**Trecho selecionado**
O barulho que se fez nos círculos acadêmicos e jornalísticos em torno do editorial da Folha de S. Paulo de 17 de fevereiro último tem lá sua razão de ser.

Comentando o plebiscito na Venezuela, naquele tom professoral dos que acreditam ter o dom da Revelação e o monopólio sobre o segredo e o sentido da Democracia Verdadeira, o diretor daquele jornal decretou: “[...] se as chamadas ‘ditabrandas’ – caso do Brasil entre 1964 e 1985 – partiam de uma ruptura institucional e depois preservavam ou instituíam formas controladas de disputa política e acesso à Justiça, o novo autoritarismo latino-americano, inaugurado por Alberto Fujimori no Peru”, e continuado agora por Hugo Chávez, “faz o caminho inverso. O líder eleito mina as instituições e os controles democráticos por dentro, paulatinamente”.

Como seria de se esperar, choveram cartas à redação.

O motivo da indignação geral não foi a censura ao presidente venezuelano, mas a referência ao modelo político que vigorou no Brasil entre os governos Castello Branco e Figueiredo. A expressão “ditabranda” (neologismo derivado da contração da palavra ‘ditadura’ com a palavra ‘branda’) evoca, para qualquer um, uma forma de dominação cujo traço distintivo é sua amenidade e, como quer o jornal, o caráter autolimitado do exercício do poder pelos militares. As ditabrandas seriam portanto a alternativa educada aos regimes tirânicos, arbitrários e opressivos, como foi o caso das ditaduras nada suaves que usaram e abusaram do recurso à violência física contra os adversários.

Boa parte dos leitores protestou lembrando as perseguições, as prisões, as torturas, os assassinatos políticos da ditabranda brasileira. Impávido, o jornal reafirmou seu ponto de vista dois dias depois: “Na comparação com outros regimes instalados na região no período, a ditadura brasileira apresentou níveis baixos de violência política e institucional”.

Como não se define um regime político pela contabilidade de mortos que ele produz, mas pelas regras do jogo que ele estipula e que decidem como serão as relações no interior do governo (o exercício do poder) e como serão as relações entre o governo e a sociedade (o controle do poder), penso que vale a pena aprender um pouco mais sobre a cultura política nacional a partir dessa discussão. Assim, essa querela semântica interessa mais pelo que ela deixa de fora do que por aquilo que inclui.

**Enunciado da tarefa 1**
Organize como lista JSON de strings as linhas da listagem, da que contém "[mask] tree canopy -> every instance" até o fim da listagem, ambas incluídas. Use uma string por linha e omita as linhas em branco.
O trecho selecionado não guarda nenhuma relação com a listagem.

**Registros exibidos**

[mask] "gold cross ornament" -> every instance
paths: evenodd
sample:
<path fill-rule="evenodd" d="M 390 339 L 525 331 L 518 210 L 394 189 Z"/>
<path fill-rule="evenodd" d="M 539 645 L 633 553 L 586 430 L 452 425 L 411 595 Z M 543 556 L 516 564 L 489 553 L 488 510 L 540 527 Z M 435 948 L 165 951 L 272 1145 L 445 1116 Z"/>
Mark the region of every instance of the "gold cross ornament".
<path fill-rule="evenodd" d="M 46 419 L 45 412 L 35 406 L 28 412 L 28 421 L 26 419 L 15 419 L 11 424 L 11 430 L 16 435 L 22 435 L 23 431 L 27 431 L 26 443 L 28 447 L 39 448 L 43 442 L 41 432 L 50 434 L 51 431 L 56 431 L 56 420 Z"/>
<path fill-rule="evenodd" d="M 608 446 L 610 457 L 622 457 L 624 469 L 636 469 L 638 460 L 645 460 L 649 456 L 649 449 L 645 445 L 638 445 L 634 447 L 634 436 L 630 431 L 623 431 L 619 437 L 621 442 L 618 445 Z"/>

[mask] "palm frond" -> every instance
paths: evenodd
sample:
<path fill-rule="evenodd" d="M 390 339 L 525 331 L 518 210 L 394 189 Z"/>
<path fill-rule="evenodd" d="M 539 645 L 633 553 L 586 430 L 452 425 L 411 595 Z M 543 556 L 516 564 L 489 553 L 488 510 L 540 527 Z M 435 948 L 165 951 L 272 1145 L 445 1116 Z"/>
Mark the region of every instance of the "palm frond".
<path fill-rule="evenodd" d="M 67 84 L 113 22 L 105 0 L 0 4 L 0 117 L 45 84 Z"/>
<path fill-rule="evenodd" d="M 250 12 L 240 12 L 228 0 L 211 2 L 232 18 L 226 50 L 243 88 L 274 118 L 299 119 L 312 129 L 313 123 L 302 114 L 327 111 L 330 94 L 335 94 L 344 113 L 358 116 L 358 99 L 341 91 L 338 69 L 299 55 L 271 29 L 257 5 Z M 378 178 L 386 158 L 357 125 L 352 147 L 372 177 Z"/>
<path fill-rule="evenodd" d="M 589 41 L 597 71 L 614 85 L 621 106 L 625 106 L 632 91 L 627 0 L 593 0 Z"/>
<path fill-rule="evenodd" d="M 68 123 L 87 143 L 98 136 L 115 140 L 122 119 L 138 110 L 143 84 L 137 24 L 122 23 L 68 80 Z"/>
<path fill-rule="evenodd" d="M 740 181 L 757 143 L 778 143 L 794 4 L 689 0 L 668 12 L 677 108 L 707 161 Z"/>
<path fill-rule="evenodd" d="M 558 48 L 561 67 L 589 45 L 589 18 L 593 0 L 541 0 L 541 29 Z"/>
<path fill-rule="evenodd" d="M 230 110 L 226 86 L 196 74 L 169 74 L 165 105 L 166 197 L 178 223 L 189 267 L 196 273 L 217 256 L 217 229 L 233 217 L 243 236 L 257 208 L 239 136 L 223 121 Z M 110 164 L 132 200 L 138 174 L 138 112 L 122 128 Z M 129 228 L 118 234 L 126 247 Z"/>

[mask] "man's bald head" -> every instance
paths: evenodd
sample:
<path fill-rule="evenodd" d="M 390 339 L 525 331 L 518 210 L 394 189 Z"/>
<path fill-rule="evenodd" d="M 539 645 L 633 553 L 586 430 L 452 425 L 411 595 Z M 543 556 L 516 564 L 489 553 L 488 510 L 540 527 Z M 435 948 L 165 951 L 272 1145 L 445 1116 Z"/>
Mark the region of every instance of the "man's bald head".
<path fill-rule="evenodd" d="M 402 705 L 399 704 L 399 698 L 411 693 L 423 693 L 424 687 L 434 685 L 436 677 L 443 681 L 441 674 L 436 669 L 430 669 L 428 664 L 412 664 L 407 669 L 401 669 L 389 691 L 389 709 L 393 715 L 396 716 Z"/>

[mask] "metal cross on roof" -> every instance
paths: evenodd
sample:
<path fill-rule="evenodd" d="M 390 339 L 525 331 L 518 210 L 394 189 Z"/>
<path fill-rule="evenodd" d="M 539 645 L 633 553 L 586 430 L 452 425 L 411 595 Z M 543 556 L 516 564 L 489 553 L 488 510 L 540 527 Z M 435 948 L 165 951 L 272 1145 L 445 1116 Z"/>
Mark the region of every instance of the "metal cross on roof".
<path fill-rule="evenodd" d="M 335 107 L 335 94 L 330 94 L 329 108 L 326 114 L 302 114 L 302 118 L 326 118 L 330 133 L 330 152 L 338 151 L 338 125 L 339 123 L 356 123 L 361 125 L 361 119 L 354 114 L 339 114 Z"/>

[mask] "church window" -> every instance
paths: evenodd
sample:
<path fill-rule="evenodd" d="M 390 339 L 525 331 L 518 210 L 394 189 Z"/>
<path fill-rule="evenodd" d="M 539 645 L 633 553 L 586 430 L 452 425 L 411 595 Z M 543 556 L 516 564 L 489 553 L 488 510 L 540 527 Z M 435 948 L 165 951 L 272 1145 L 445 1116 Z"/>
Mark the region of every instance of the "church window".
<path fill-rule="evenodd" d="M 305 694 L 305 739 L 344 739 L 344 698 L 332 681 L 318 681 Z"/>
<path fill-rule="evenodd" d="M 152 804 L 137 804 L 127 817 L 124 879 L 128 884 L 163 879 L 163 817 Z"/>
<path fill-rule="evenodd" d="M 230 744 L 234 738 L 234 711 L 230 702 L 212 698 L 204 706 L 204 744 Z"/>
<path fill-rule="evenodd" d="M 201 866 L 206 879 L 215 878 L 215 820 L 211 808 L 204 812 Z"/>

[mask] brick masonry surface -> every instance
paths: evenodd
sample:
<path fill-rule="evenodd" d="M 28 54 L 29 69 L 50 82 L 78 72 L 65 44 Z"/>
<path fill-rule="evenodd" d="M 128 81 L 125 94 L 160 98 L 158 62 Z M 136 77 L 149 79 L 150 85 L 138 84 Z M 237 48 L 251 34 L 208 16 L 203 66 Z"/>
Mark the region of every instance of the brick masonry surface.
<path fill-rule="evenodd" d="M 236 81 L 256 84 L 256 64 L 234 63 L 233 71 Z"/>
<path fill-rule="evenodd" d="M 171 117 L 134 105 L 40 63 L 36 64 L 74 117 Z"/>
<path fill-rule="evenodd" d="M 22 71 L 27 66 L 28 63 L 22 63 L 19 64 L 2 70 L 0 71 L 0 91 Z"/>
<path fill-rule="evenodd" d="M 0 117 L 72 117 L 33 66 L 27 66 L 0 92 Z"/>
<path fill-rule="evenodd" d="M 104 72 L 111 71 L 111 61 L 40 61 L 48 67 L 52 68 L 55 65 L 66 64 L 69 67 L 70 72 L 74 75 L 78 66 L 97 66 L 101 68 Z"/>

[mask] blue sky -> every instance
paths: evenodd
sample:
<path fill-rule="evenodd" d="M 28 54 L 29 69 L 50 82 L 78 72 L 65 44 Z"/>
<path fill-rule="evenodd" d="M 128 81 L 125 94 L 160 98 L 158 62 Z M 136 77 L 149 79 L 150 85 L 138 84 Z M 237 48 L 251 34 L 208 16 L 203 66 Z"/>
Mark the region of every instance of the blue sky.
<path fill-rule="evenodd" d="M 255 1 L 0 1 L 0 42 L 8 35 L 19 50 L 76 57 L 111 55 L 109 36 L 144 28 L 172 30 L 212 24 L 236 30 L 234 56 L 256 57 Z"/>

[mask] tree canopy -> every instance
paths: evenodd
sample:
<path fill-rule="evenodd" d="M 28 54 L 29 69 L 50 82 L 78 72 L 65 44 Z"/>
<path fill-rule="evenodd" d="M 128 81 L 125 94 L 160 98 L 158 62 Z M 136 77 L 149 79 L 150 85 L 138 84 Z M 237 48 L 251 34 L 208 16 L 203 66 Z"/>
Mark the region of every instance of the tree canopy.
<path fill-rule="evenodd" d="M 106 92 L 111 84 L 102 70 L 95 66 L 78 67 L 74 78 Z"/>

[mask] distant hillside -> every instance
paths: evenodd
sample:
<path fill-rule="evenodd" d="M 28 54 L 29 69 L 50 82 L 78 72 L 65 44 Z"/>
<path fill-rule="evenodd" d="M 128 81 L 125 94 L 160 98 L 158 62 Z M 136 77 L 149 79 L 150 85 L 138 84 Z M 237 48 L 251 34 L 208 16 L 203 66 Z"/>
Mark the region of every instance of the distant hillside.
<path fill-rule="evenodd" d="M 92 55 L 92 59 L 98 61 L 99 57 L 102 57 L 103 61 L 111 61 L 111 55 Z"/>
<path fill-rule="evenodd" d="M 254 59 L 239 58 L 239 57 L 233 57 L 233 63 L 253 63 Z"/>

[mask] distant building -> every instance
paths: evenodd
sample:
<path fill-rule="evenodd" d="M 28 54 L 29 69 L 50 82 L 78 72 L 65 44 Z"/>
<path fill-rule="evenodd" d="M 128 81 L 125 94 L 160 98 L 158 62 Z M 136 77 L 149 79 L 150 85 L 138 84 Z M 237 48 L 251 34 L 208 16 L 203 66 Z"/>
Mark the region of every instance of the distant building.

**Enunciado da tarefa 2**
Responda com base no trecho selecionado sobre a "ditabranda":
(a) Em que dia e mês saiu o editorial da Folha de S. Paulo comentado?
(b) Segundo o editorial, quem inaugurou o novo autoritarismo latino-americano, e em que país?
(c) Quantos dias depois o jornal reafirmou seu ponto de vista?

**Resposta correta 1**
[
  "[mask] tree canopy -> every instance",
  "paths: evenodd",
  "sample:",
  "<path fill-rule=\"evenodd\" d=\"M 28 54 L 29 69 L 50 82 L 78 72 L 65 44 Z\"/>",
  "<path fill-rule=\"evenodd\" d=\"M 128 81 L 125 94 L 160 98 L 158 62 Z M 136 77 L 149 79 L 150 85 L 138 84 Z M 237 48 L 251 34 L 208 16 L 203 66 Z\"/>",
  "Mark the region of every instance of the tree canopy.",
  "<path fill-rule=\"evenodd\" d=\"M 106 92 L 111 84 L 102 70 L 95 66 L 78 67 L 74 78 Z\"/>",
  "[mask] distant hillside -> every instance",
  "paths: evenodd",
  "sample:",
  "<path fill-rule=\"evenodd\" d=\"M 28 54 L 29 69 L 50 82 L 78 72 L 65 44 Z\"/>",
  "<path fill-rule=\"evenodd\" d=\"M 128 81 L 125 94 L 160 98 L 158 62 Z M 136 77 L 149 79 L 150 85 L 138 84 Z M 237 48 L 251 34 L 208 16 L 203 66 Z\"/>",
  "Mark the region of every instance of the distant hillside.",
  "<path fill-rule=\"evenodd\" d=\"M 92 55 L 92 59 L 98 61 L 99 57 L 102 57 L 103 61 L 111 61 L 111 55 Z\"/>",
  "<path fill-rule=\"evenodd\" d=\"M 254 59 L 239 58 L 239 57 L 233 57 L 233 63 L 253 63 Z\"/>",
  "[mask] distant building -> every instance",
  "paths: evenodd",
  "sample:",
  "<path fill-rule=\"evenodd\" d=\"M 28 54 L 29 69 L 50 82 L 78 72 L 65 44 Z\"/>",
  "<path fill-rule=\"evenodd\" d=\"M 128 81 L 125 94 L 160 98 L 158 62 Z M 136 77 L 149 79 L 150 85 L 138 84 Z M 237 48 L 251 34 L 208 16 L 203 66 Z\"/>",
  "Mark the region of every instance of the distant building."
]

**Resposta correta 2**
(a) Em 17 de fevereiro.
(b) Alberto Fujimori, no Peru.
(c) Dois dias depois.